** 文書 **

心を開いて、計画的に、自分の知識と知恵をお客さんに分け与えよう。これは自分がいなくなったあとも、自分が成し遂げた仕事がお客さんの役に立ち、お客さんの興奮が覚めないようにするためにである。苦労して築きあげた財産をを気前よく人にあげてしまう人は少ないが、しみったれはしみったれた人生を送ることになる。プロとしての仕事は日々成長することなのだから、今の「企業秘密」には何も未練は必要ない。
以下に、ある弁護士の言葉を引用する。プロとして生きる楽しさ、気高さ、解放感が語られている。

** 練習課題 1 **
知識の共有についての文章を、2文で要約してください。
** 練習課題 2 **
知識の共有についての文章から、「心を開いて、計画的に、自分の」で始まり「高さ、解放感が語られている。」まで続く部分を、一字も変えずに繰り返してください。

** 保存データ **
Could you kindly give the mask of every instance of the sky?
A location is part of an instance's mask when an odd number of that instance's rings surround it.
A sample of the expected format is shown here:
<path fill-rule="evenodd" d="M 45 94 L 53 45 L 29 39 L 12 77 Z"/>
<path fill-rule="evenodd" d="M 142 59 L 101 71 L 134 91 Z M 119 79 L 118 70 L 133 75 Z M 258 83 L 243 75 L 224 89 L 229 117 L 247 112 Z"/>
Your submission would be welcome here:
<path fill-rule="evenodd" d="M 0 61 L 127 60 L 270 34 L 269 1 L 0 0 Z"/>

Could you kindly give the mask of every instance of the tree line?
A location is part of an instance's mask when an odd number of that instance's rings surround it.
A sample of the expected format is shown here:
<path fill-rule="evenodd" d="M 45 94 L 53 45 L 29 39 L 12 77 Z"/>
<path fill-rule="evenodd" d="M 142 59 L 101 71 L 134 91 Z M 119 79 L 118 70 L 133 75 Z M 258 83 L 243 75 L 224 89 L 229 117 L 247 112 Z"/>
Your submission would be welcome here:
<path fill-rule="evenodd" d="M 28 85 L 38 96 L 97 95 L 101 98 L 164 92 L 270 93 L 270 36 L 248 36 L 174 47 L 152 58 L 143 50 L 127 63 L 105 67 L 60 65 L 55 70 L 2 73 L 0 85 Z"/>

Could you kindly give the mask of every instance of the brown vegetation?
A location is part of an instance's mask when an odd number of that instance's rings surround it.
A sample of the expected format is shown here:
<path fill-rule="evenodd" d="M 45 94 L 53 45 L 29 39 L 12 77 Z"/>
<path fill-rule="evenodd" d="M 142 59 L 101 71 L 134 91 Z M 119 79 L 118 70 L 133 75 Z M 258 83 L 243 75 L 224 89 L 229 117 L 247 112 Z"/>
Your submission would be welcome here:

** 課題の結果 1 **
自分の知識と知恵は、自分がいなくなったあともお客さんの役に立つように、心を開いて計画的にお客さんに分け与えるべきである。プロとしての仕事は日々成長することなので、今の「企業秘密」に未練を持つ必要はない。

** 課題の結果 2 **
心を開いて、計画的に、自分の知識と知恵をお客さんに分け与えよう。これは自分がいなくなったあとも、自分が成し遂げた仕事がお客さんの役に立ち、お客さんの興奮が覚めないようにするためにである。苦労して築きあげた財産をを気前よく人にあげてしまう人は少ないが、しみったれはしみったれた人生を送ることになる。プロとしての仕事は日々成長することなのだから、今の「企業秘密」には何も未練は必要ない。
以下に、ある弁護士の言葉を引用する。プロとして生きる楽しさ、気高さ、解放感が語られている。